--- Start of RECORDS SHOWN ---
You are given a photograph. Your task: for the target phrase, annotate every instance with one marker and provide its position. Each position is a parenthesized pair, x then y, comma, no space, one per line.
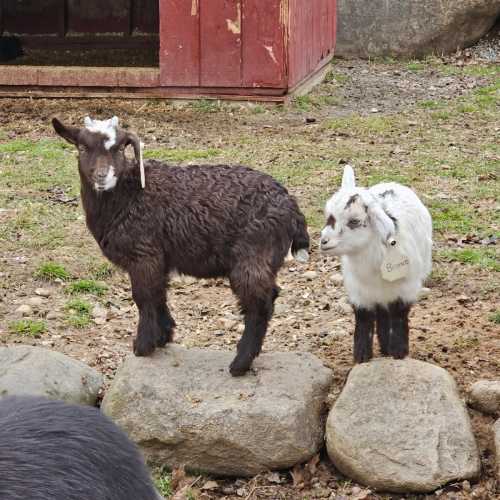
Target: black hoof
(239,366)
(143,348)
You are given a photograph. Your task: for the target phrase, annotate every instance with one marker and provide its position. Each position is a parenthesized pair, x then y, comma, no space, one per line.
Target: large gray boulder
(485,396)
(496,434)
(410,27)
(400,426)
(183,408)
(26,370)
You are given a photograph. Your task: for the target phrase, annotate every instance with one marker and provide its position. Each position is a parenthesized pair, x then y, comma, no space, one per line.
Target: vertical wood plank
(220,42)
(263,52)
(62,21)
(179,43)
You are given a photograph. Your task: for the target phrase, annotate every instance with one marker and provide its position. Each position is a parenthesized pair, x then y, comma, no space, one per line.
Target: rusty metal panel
--- End of RECORDS SHOWN ---
--- Start of RECORDS SHOWN ---
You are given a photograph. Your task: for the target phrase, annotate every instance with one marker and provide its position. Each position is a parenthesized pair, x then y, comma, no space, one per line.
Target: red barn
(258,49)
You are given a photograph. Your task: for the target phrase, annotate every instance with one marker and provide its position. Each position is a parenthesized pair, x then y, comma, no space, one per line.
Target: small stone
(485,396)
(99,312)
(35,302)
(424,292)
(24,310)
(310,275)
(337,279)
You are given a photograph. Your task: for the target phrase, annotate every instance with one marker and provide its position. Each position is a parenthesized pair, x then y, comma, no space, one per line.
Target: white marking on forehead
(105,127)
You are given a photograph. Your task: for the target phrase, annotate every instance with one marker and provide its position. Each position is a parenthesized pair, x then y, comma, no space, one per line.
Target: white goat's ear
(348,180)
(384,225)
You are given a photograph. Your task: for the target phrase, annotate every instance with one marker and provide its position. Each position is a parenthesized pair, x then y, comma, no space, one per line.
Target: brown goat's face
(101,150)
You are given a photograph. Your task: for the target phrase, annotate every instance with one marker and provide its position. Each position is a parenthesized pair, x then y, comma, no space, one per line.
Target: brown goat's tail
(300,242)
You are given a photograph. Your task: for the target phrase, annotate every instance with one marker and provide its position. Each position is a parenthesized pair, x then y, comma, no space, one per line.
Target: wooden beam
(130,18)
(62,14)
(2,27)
--- End of RECORDS SHOWN ---
--- Start of RECORDS SHOWN ---
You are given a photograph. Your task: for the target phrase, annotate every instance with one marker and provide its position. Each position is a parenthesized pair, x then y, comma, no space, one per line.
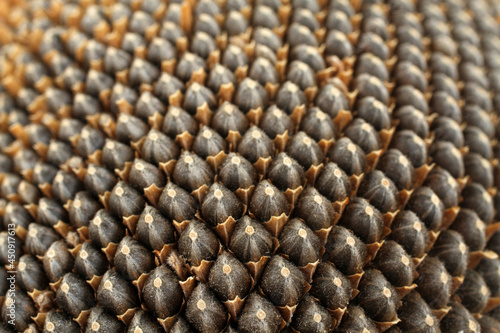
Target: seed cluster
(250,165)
--- End of RECORDS SHOWN ---
• **YOUR OBJECTIVE**:
Pick out and copy each line of the data above that contains the string "white". Case matters.

• **REPLY**:
Target: white marking on forehead
Target: white goat's ear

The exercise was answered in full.